======== Data shown

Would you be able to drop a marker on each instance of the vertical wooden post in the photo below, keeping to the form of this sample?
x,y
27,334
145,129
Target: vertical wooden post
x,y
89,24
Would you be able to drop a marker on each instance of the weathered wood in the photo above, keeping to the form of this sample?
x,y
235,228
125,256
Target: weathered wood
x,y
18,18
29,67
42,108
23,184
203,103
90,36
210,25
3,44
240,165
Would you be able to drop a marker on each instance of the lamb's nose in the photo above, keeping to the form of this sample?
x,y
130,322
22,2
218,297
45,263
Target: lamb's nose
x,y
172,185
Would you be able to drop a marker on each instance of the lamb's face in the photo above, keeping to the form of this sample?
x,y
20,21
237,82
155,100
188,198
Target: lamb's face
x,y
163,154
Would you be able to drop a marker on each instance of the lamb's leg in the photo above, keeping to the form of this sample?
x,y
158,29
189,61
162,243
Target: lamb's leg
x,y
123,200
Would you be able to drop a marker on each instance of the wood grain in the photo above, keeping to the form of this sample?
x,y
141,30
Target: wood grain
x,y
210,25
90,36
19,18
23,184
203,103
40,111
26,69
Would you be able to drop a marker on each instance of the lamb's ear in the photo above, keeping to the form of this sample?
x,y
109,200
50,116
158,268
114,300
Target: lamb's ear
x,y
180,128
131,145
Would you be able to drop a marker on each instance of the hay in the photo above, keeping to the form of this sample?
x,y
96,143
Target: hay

================

▸ **Work order**:
Transcribe the full listing. Change nothing.

▸ **Answer for this exercise**:
Would you be able to drop a marker on each instance of the vertical wooden post in the photo below, keeping to the form of this sample?
x,y
27,334
145,129
Target: vertical wooden post
x,y
89,24
Would you be able to drop a marker on each instance of the weathered wood in the photo above, keeping to the form of this sample?
x,y
235,228
125,256
Target: weathered wood
x,y
18,18
29,67
42,108
23,184
203,103
90,36
210,25
3,44
240,165
Would you be able to drop a marker on each instance of the lamb's nose in the photo above, keeping to the form of this sample?
x,y
130,322
22,2
218,297
45,263
Target: lamb's nose
x,y
172,185
Would you be able to drop a marker on each instance of the lamb's face in the photo above, keeping to the form of this sample?
x,y
20,21
237,82
155,100
188,198
Target: lamb's face
x,y
163,154
Would you be able to drop a marker on each instance of the lamb's leg in the photo above, keeping to the form of this sample?
x,y
158,29
189,61
162,243
Target: lamb's leg
x,y
123,200
Would you be able to drop a marker on each instance of the wood grain in the photo above, keeping to the form of this sample?
x,y
141,30
Target: wood grain
x,y
210,25
90,36
19,18
23,184
203,103
40,111
26,69
Would you be able to drop a marker on each instance of the lamb's ear in the photo above, keeping to the form of this sample?
x,y
109,200
50,116
158,268
114,300
Target: lamb's ear
x,y
180,128
131,145
Would you be able to drop a marker on each instance of the hay in the photo above, keeping to the form of this sample?
x,y
96,143
Target: hay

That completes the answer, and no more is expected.